Document text:
# # #

[llvm-dev] Weak symbol/alias semantics

Xinliang David Li via llvm-dev llvm-dev at lists.llvm.org
Fri Jan 13 18:55:50 PST 2017


On Fri, Jan 13, 2017 at 4:53 PM, Teresa Johnson <tejohnson at google.com>
wrote:

> Thanks, David and Peter. Some responses to Peter's email below. Teresa
>
> On Fri, Jan 13, 2017 at 3:21 PM, Peter Collingbourne <peter at pcc.me.uk>
> wrote:
>
>> Hi Teresa,
>>
>> I think that to answer your question correctly it is helpful to consider
>> what is going on at the object file level. For your test1.c we conceptually
>> have a .text section containing the body of f, and then three symbols:
>>
>> .weak f
>> f = .text
>> .globl strongalias
>> strongalias = .text
>> .weak weakalias
>> weakalias = .text
>>
>> Note that f, strongalias and weakalias are not related at all, except
>> that they happen to point to the same place. If f is overridden by a symbol
>> in another object file, it does not affect the symbols strongalias and
>> weakalias, so we still need to make them point to .text. I don't think it
>> would be right to make strongalias and weakalias into copies of f, as that
>> would be observable through function pointer equality. Most likely all you
>> need to do is to internalize f and keep strongalias and weakalias as
>> aliases of f.
>>
>
> Good point on wanting function pointer equality.  However, we can't simply
> internalize f(). We'll also need to rename the internalized copy. The
> reason is that we want the original f() references to resolve to the
> prevailing copy in the other module.Summarizing what we just talked about
> on IRC, when we have a non-prevailing weak/linkonce symbol f() that has an
> alias point to it,
>

except for non-prevailing weak aliases.

# # #

Given task: Continue the mailing-list post about weak symbol and alias semantics, starting right after its last sentence. The records were taken from a different source.

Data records

# # #

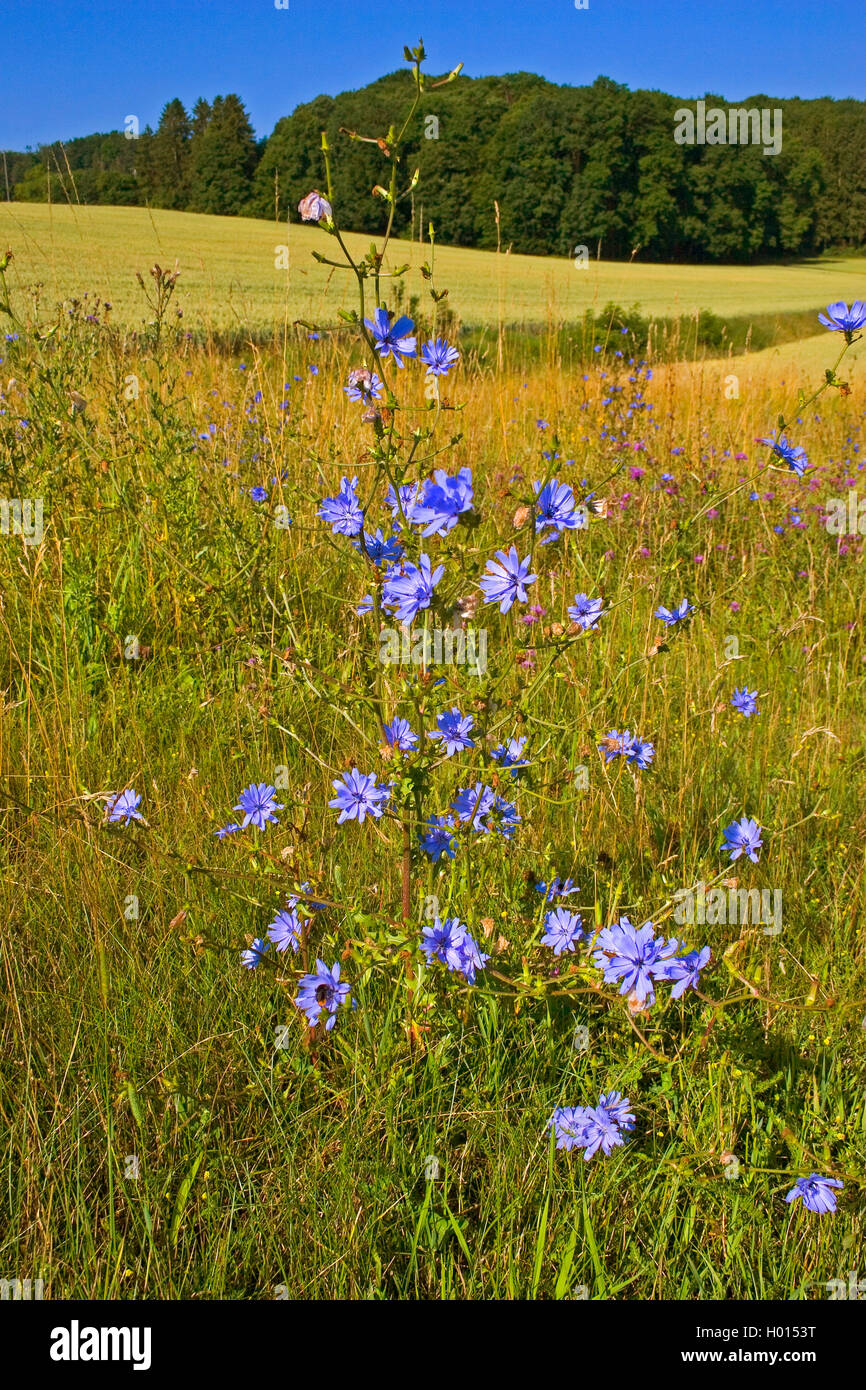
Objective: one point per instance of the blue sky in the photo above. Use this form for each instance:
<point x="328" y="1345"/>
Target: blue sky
<point x="70" y="68"/>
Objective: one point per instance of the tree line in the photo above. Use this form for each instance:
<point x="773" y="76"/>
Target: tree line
<point x="566" y="166"/>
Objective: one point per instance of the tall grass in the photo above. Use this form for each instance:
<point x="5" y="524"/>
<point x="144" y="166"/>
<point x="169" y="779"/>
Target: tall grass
<point x="266" y="1164"/>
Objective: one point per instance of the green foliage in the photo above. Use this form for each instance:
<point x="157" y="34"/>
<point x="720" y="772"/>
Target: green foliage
<point x="591" y="166"/>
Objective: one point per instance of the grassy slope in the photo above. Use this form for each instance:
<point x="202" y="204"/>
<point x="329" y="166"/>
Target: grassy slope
<point x="230" y="280"/>
<point x="142" y="1037"/>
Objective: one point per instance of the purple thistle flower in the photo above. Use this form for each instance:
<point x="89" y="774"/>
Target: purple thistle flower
<point x="314" y="207"/>
<point x="405" y="501"/>
<point x="672" y="616"/>
<point x="556" y="509"/>
<point x="451" y="943"/>
<point x="843" y="320"/>
<point x="321" y="993"/>
<point x="453" y="730"/>
<point x="556" y="888"/>
<point x="364" y="385"/>
<point x="398" y="734"/>
<point x="378" y="548"/>
<point x="585" y="612"/>
<point x="259" y="802"/>
<point x="409" y="587"/>
<point x="252" y="958"/>
<point x="444" y="501"/>
<point x="439" y="357"/>
<point x="357" y="795"/>
<point x="567" y="1123"/>
<point x="285" y="930"/>
<point x="742" y="837"/>
<point x="816" y="1193"/>
<point x="391" y="338"/>
<point x="634" y="957"/>
<point x="685" y="972"/>
<point x="592" y="1127"/>
<point x="508" y="580"/>
<point x="473" y="804"/>
<point x="745" y="701"/>
<point x="344" y="512"/>
<point x="124" y="806"/>
<point x="793" y="455"/>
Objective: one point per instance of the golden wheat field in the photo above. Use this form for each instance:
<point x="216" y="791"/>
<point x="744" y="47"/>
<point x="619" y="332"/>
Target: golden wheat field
<point x="230" y="280"/>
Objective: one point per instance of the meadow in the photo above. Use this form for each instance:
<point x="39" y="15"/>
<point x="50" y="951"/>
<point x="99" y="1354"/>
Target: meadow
<point x="230" y="281"/>
<point x="186" y="626"/>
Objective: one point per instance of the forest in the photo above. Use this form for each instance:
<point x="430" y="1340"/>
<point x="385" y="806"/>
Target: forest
<point x="503" y="160"/>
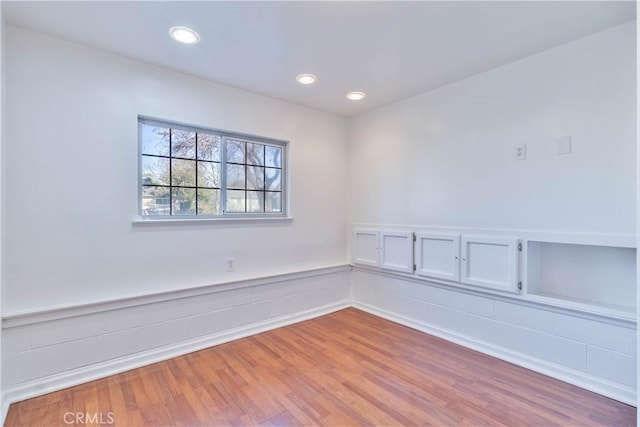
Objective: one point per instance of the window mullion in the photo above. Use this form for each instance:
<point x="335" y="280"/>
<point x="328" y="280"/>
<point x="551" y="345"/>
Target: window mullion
<point x="170" y="177"/>
<point x="223" y="175"/>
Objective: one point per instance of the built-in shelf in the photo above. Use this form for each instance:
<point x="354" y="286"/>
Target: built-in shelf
<point x="593" y="274"/>
<point x="600" y="276"/>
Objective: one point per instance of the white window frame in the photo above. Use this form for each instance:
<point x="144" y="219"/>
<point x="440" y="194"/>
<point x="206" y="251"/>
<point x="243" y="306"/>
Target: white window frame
<point x="224" y="136"/>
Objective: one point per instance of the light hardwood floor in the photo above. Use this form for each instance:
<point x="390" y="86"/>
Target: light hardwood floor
<point x="346" y="368"/>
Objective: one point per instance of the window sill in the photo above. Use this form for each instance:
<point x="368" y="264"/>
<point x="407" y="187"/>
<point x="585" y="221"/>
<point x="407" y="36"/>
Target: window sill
<point x="143" y="222"/>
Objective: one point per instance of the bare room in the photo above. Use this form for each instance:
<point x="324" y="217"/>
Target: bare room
<point x="318" y="213"/>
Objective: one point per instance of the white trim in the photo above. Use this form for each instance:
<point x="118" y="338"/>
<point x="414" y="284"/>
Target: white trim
<point x="600" y="314"/>
<point x="623" y="240"/>
<point x="96" y="371"/>
<point x="16" y="319"/>
<point x="408" y="244"/>
<point x="140" y="221"/>
<point x="581" y="379"/>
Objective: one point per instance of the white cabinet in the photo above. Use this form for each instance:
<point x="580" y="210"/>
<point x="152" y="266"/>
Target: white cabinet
<point x="365" y="248"/>
<point x="438" y="255"/>
<point x="490" y="262"/>
<point x="480" y="261"/>
<point x="396" y="251"/>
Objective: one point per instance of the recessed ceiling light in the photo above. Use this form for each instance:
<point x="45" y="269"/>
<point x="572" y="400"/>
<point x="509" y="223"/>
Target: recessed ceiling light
<point x="306" y="79"/>
<point x="356" y="96"/>
<point x="184" y="35"/>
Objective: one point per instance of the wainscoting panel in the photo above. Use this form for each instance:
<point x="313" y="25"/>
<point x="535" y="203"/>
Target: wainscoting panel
<point x="47" y="351"/>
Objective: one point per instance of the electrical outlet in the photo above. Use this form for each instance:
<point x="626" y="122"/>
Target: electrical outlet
<point x="520" y="151"/>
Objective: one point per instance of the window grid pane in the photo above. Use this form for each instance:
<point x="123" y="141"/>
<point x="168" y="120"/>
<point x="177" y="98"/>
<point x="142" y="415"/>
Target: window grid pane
<point x="181" y="171"/>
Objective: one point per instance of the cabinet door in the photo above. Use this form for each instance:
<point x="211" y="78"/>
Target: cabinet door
<point x="438" y="256"/>
<point x="365" y="248"/>
<point x="490" y="262"/>
<point x="396" y="251"/>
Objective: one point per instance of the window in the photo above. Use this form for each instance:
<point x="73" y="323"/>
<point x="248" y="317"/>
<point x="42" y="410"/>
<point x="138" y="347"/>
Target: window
<point x="187" y="171"/>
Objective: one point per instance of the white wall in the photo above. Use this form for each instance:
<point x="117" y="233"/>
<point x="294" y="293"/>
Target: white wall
<point x="446" y="157"/>
<point x="3" y="404"/>
<point x="71" y="180"/>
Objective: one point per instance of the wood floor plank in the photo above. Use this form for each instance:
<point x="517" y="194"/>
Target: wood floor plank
<point x="343" y="369"/>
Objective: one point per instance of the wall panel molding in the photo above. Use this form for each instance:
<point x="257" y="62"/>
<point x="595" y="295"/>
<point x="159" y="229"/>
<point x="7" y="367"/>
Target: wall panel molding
<point x="12" y="320"/>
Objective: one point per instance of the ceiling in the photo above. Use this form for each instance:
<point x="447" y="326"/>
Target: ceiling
<point x="390" y="50"/>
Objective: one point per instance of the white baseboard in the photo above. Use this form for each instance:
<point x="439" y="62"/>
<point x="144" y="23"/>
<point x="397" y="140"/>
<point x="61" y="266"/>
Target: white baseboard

# # #

Exercise output:
> we need to:
> 1) Rename and internalize f()
> 2) Create a new external decl f()
> 3) RAUW existing references (other than from the aliases) with the new
> local created in 1)
>
>
Should be be 'with new external decl f in 2) ' ?



> I think if it is however a weak_odr/linkonce_odr we can simplify the
> process since all copies will be the same. We can make f()
> available_externally (to enable inlining), and simply convert references to
> aliases of f() into direct references to f() and drop the aliases - does
> that sound right?
>


Sounds right.


>
>  Another tricky thing is if the weak symbol was a variable that is
> initialized via a __cxx_global_var_init function in the global_ctors list.
> If we have an alias to that symbol, presumably we'll want the new
> internalized/renamed version to get initialized instead?
>
>
If the initializer references the aliased symbol, then yes. If the original
weak symbol is referenced, I don't see why the prevailing one should not be
used.


>
> Now in the case where we have an alias that is itself a weak
> non-prevailing symbol, how we handle will I think depend on what it is
> aliased to:
> a) aliased to a weak/linkonce non-prevailing symbol -> handle as described
> earlier
> b) aliased to a weak_odr/linkonce_odr non-prevailing symbol -> handle as
> described earlier
> c) aliased to a strong symbol or a prevailing symbol -> convert to
> external decl (I think this case is only possible if the alias is a non-odr
> weak/linkonce)
>
> Does that sound right?
>
>
non-prevailing weak aliases can probably be safely discarded. The
prevailing symbol may or may not be an alias itself.


David


>
>> If we're resolving strongalias to f at -O2, that seems like a bug to me.
>> We can probably only resolve an alias to the symbol it references if we are
>> guaranteed that both symbols will have the same resolution, i.e. we must
>> check at least that both symbols have strong or internal linkage. If we
>> cared about symbol interposition, we might also want to check that both
>> symbols have non-default visibility, but I think that our support for that
>> is still a little fuzzy at the moment.
>>
>
> Per your and David's analysis it sounds like this is a bug then - I can
> file a bug to track it with the example.
>
> Regarding the comdat case I mentioned - Peter and I discussed on IRC and
> he pointed out that my case was illegal since aliases are by definition in
> the same comdat group as the symbol they alias. So in effect I had an
> incomplete comdat group.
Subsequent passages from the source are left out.